EXERCISE> Copy the stretch of the blog post about a hard semester from "Sunday, September 30, 2012" through "sick babysitter/housecleaning helper." word for word.

SOURCE TEXT>
============

Sunday, September 30, 2012

Is there ever a wrong time?

It's not been an easy semester so far.  I've had incapacitating back issues, sick kids, sick spouse and a case of severe crankiness.  Admittedly, it's been easier than the previous three semesters, and I have it much easier than many of my friends who are facing real health and job issues, but knowing it could be worse doesn't actually make giant stacks of ungraded papers go away any faster.
Last week (or rather two weeks ago now, but it feels like just last week), was particularly frenetic with a house guest following a week of sick toddler (like sleeping with Darth Vader punctuated by seals mating) and sick babysitter/housecleaning helper.

And then a colleague down the hall told me that I was really "slimming nicely".  Then my guest, my graduate advisor, traded compliments about me with my current bosses.  It felt a bit like he was fishing for them, but I became convinced that everyone was sincere, if not normally so forthcoming about my positive attributes.  My students told me what a great speaker my advisor was, one going so far as to thank me for bringing him. My peer reviewer thought nutrition labels were an excellent addition to biological molecule discussions.  And one of my neighbors spontaneously told me how much his family loves my giant sunflower patch and "wild" flower garden.

Things were much better.

Amazing the benefit of a compliment at just the right time.

============

RECORDS PROVIDED>
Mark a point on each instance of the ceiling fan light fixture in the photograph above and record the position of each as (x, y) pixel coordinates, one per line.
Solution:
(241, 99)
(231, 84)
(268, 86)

============

THE ANSWER>
Sunday, September 30, 2012

Is there ever a wrong time?

It's not been an easy semester so far.  I've had incapacitating back issues, sick kids, sick spouse and a case of severe crankiness.  Admittedly, it's been easier than the previous three semesters, and I have it much easier than many of my friends who are facing real health and job issues, but knowing it could be worse doesn't actually make giant stacks of ungraded papers go away any faster.
Last week (or rather two weeks ago now, but it feels like just last week), was particularly frenetic with a house guest following a week of sick toddler (like sleeping with Darth Vader punctuated by seals mating) and sick babysitter/housecleaning helper.